(Task details): Copy nothing but the text: repeat each entry exactly and drop the images.

Named object pointing entries:
* * * *
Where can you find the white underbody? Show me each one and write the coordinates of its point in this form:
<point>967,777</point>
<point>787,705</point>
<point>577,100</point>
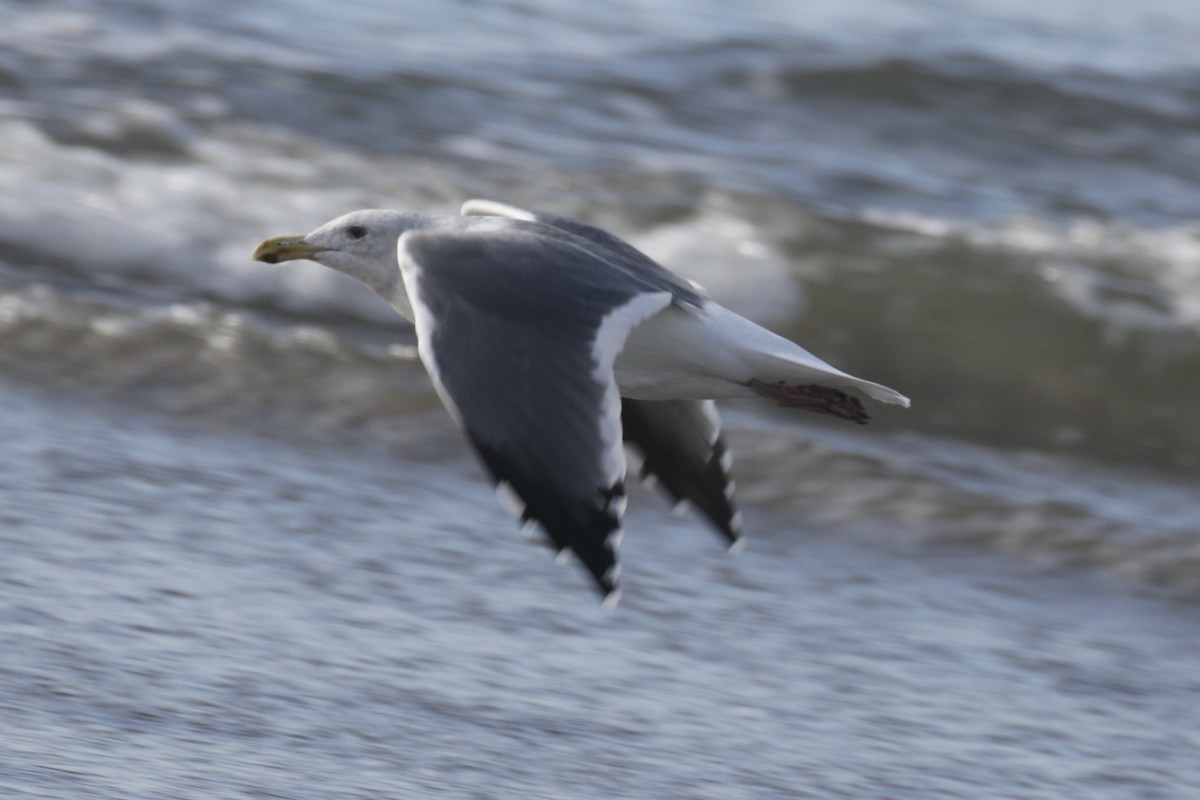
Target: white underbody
<point>685,353</point>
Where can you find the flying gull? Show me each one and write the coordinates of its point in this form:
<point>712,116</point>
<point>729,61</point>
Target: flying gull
<point>552,343</point>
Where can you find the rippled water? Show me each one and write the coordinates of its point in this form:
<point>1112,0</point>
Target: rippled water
<point>245,553</point>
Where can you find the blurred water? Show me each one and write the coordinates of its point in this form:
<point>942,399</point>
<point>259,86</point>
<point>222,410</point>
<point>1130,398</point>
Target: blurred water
<point>247,555</point>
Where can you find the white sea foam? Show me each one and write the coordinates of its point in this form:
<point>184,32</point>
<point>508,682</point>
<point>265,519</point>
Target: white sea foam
<point>731,259</point>
<point>1128,276</point>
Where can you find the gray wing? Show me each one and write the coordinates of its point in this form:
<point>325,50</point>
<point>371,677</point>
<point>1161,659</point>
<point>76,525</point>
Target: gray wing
<point>619,252</point>
<point>520,332</point>
<point>682,447</point>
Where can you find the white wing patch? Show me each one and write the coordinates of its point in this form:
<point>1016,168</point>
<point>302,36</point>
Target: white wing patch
<point>610,341</point>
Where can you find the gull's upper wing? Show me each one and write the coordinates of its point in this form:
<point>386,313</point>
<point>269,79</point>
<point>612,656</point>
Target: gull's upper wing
<point>520,331</point>
<point>619,252</point>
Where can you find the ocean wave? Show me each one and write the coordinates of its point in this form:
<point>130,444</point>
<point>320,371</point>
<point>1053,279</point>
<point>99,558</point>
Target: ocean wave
<point>210,367</point>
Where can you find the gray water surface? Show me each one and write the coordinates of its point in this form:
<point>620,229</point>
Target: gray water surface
<point>181,620</point>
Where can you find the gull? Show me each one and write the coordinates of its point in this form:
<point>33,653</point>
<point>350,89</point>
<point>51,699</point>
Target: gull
<point>555,344</point>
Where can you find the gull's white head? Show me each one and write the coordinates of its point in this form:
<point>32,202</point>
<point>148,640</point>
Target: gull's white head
<point>360,244</point>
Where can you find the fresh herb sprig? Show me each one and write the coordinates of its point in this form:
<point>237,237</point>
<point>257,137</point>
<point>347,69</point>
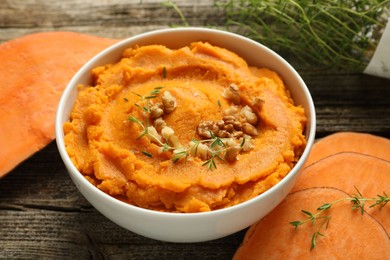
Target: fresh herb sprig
<point>215,143</point>
<point>331,34</point>
<point>358,203</point>
<point>145,107</point>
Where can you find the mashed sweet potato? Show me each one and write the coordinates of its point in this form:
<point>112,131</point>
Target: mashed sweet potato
<point>111,152</point>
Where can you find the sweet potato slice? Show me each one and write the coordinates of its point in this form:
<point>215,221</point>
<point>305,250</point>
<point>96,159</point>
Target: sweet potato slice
<point>350,142</point>
<point>349,234</point>
<point>34,70</point>
<point>345,171</point>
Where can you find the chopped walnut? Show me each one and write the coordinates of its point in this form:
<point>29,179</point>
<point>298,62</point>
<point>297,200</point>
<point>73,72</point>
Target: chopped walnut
<point>248,144</point>
<point>231,111</point>
<point>205,127</point>
<point>156,110</point>
<point>153,132</point>
<point>247,113</point>
<point>199,150</point>
<point>159,124</point>
<point>249,129</point>
<point>232,93</point>
<point>169,102</point>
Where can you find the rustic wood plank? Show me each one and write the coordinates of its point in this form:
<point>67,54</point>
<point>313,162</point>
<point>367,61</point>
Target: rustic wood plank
<point>116,19</point>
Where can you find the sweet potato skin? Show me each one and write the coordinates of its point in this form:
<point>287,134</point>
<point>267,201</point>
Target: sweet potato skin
<point>350,171</point>
<point>34,70</point>
<point>349,235</point>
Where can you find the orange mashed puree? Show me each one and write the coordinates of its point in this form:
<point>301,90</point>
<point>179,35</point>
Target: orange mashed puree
<point>104,145</point>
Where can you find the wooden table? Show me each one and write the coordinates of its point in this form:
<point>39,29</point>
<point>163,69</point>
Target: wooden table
<point>42,215</point>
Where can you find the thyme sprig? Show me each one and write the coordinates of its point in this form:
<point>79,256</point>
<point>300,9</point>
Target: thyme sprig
<point>145,125</point>
<point>358,203</point>
<point>330,34</point>
<point>216,144</point>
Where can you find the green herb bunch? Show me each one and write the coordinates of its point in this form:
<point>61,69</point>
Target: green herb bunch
<point>327,33</point>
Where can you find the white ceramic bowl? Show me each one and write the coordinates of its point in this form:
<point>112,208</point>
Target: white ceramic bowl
<point>188,227</point>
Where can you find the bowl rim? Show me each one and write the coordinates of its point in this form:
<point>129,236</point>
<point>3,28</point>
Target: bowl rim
<point>73,171</point>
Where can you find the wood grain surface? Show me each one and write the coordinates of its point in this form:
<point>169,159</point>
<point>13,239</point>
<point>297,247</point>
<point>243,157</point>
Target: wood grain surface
<point>43,216</point>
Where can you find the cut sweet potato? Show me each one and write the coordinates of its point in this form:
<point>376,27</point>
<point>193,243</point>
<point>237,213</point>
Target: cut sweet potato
<point>350,142</point>
<point>345,171</point>
<point>349,234</point>
<point>34,70</point>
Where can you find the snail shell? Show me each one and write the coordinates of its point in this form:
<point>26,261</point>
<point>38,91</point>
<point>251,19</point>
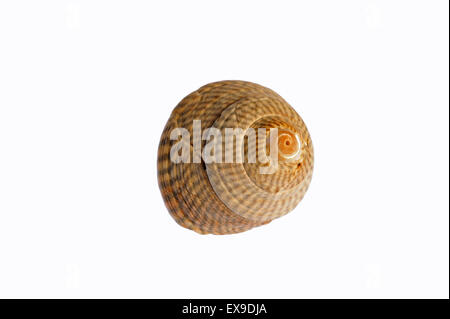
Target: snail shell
<point>222,197</point>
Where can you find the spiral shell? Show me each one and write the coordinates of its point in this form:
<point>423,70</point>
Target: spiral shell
<point>225,197</point>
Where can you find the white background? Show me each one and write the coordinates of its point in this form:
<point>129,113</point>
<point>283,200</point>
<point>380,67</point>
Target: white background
<point>87,86</point>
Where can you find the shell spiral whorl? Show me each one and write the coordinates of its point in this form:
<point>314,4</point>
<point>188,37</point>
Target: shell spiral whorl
<point>230,197</point>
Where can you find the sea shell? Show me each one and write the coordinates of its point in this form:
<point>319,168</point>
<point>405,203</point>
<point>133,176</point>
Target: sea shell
* * * *
(Result below):
Where can you find the white underbody? Show me each one and write the coordinates of its point in this form:
<point>967,777</point>
<point>787,705</point>
<point>577,100</point>
Target: white underbody
<point>685,353</point>
Where can you find the flying gull? Show me each one and write the coordinates of its point in this form:
<point>712,116</point>
<point>729,61</point>
Target: flying gull
<point>552,343</point>
Where can you find the rippled water? Show me each one and write the coordinates of its point in this form:
<point>1112,0</point>
Target: rippled water
<point>245,553</point>
Where can you find the blurred water? Show me each one and write the coordinates of its point in this form:
<point>942,399</point>
<point>259,86</point>
<point>222,410</point>
<point>1130,398</point>
Target: blurred water
<point>247,555</point>
Where can you find the white sea foam? Show me each one and write the coordinates of its point in this form:
<point>184,32</point>
<point>508,682</point>
<point>265,519</point>
Target: white sea foam
<point>731,259</point>
<point>1128,276</point>
Where can you find the gray wing? Show me each one and write the coordinates of its point in this form:
<point>325,50</point>
<point>371,677</point>
<point>1161,659</point>
<point>76,525</point>
Target: gray wing
<point>619,252</point>
<point>520,332</point>
<point>682,447</point>
Where can you find the white wing patch? Show me each one and write the coordinates of its point in this form:
<point>1016,168</point>
<point>302,36</point>
Target: white wing patch
<point>610,341</point>
Where can you find the gull's upper wing? Show me each one and write the coordinates of its point in this form:
<point>386,313</point>
<point>269,79</point>
<point>612,656</point>
Target: gull's upper wing
<point>520,331</point>
<point>619,252</point>
Where can you find the ocean wave? Show me each one and write the coordinates of its point in this form:
<point>130,444</point>
<point>320,371</point>
<point>1053,279</point>
<point>99,558</point>
Target: ocean wave
<point>210,367</point>
Where can you find the gray water surface? Show me each one and write the coordinates of its point in this form:
<point>620,229</point>
Target: gray water surface
<point>181,620</point>
Where can you find the gull? Show me each one and write the coordinates of its point in this form:
<point>33,653</point>
<point>350,89</point>
<point>51,699</point>
Target: gull
<point>555,344</point>
Where can you find the gull's white head? Show me each one and write the coordinates of its point in this form:
<point>32,202</point>
<point>148,640</point>
Target: gull's white head
<point>360,244</point>
Where can you find the fresh herb sprig? Show me each one and write the coordinates of its point in this form:
<point>237,237</point>
<point>257,137</point>
<point>347,69</point>
Target: fresh herb sprig
<point>215,143</point>
<point>331,34</point>
<point>358,203</point>
<point>145,107</point>
Where can you find the mashed sweet potato? Show me each one and write the coordinates of its point in this form:
<point>112,131</point>
Target: mashed sweet potato
<point>111,152</point>
Where can you find the sweet potato slice? Show me each one and write the coordinates of its point in this form:
<point>215,221</point>
<point>305,250</point>
<point>96,159</point>
Target: sweet potato slice
<point>350,142</point>
<point>349,234</point>
<point>34,70</point>
<point>345,171</point>
Where can you find the chopped walnut? Show me each one and write the coordinates of its point in this form:
<point>29,179</point>
<point>298,62</point>
<point>297,200</point>
<point>73,72</point>
Target: chopped walnut
<point>248,144</point>
<point>231,111</point>
<point>205,127</point>
<point>156,110</point>
<point>153,132</point>
<point>247,113</point>
<point>199,150</point>
<point>159,124</point>
<point>249,129</point>
<point>232,93</point>
<point>169,102</point>
Where can you find the rustic wood plank? Show me each one and write the coordinates of its point in this form:
<point>67,54</point>
<point>313,162</point>
<point>367,61</point>
Target: rustic wood plank
<point>116,19</point>
Where can you find the sweet potato skin? Show me each one and write the coordinates of its point in this form:
<point>287,134</point>
<point>267,201</point>
Target: sweet potato skin
<point>350,171</point>
<point>34,70</point>
<point>349,235</point>
Where can you find the orange mashed puree? Show me each one and write the coordinates of its point in this form:
<point>301,90</point>
<point>179,35</point>
Target: orange mashed puree
<point>104,145</point>
Where can you find the wooden table? Show me each one and write the coordinates of its point in this form:
<point>39,29</point>
<point>163,69</point>
Target: wooden table
<point>42,215</point>
Where can you find the thyme sprig? Show me each one and write the coordinates of its point in this form:
<point>79,256</point>
<point>300,9</point>
Target: thyme sprig
<point>145,125</point>
<point>358,203</point>
<point>330,34</point>
<point>216,144</point>
Where can you find the green herb bunch? Show me each one and write the coordinates of its point in this form:
<point>61,69</point>
Target: green herb bunch
<point>327,33</point>
Where can you find the white ceramic bowl? Show me each one and write the coordinates of its point in this form:
<point>112,208</point>
Target: white ceramic bowl
<point>188,227</point>
Where can you find the bowl rim? Show me each one and write the coordinates of its point in this form:
<point>129,236</point>
<point>3,28</point>
Target: bowl rim
<point>73,171</point>
Where can you find the wood grain surface? Show me each one and write the coordinates of its point in this form:
<point>169,159</point>
<point>13,239</point>
<point>297,247</point>
<point>243,157</point>
Target: wood grain surface
<point>43,216</point>
Where can you find the cut sweet potato? Show me each one and write the coordinates of its point in this form:
<point>376,27</point>
<point>193,243</point>
<point>237,213</point>
Target: cut sweet potato
<point>350,142</point>
<point>345,171</point>
<point>349,234</point>
<point>34,70</point>
Where can you find the snail shell? Show me each one and write the coordinates of its point in this form:
<point>26,261</point>
<point>38,91</point>
<point>251,19</point>
Target: snail shell
<point>222,197</point>
Where can you find the spiral shell? Show me each one and write the coordinates of its point in this form:
<point>423,70</point>
Target: spiral shell
<point>225,197</point>
Where can you find the white background? Show me each one and write the coordinates of its point in this form:
<point>129,113</point>
<point>283,200</point>
<point>380,67</point>
Target: white background
<point>87,86</point>
Where can you find the shell spiral whorl? Show me each one and write the coordinates of its point in this form:
<point>314,4</point>
<point>188,37</point>
Target: shell spiral whorl
<point>230,197</point>
Where can you find the sea shell? Show me each one and write the coordinates of its point in this form:
<point>319,168</point>
<point>405,203</point>
<point>133,176</point>
Target: sea shell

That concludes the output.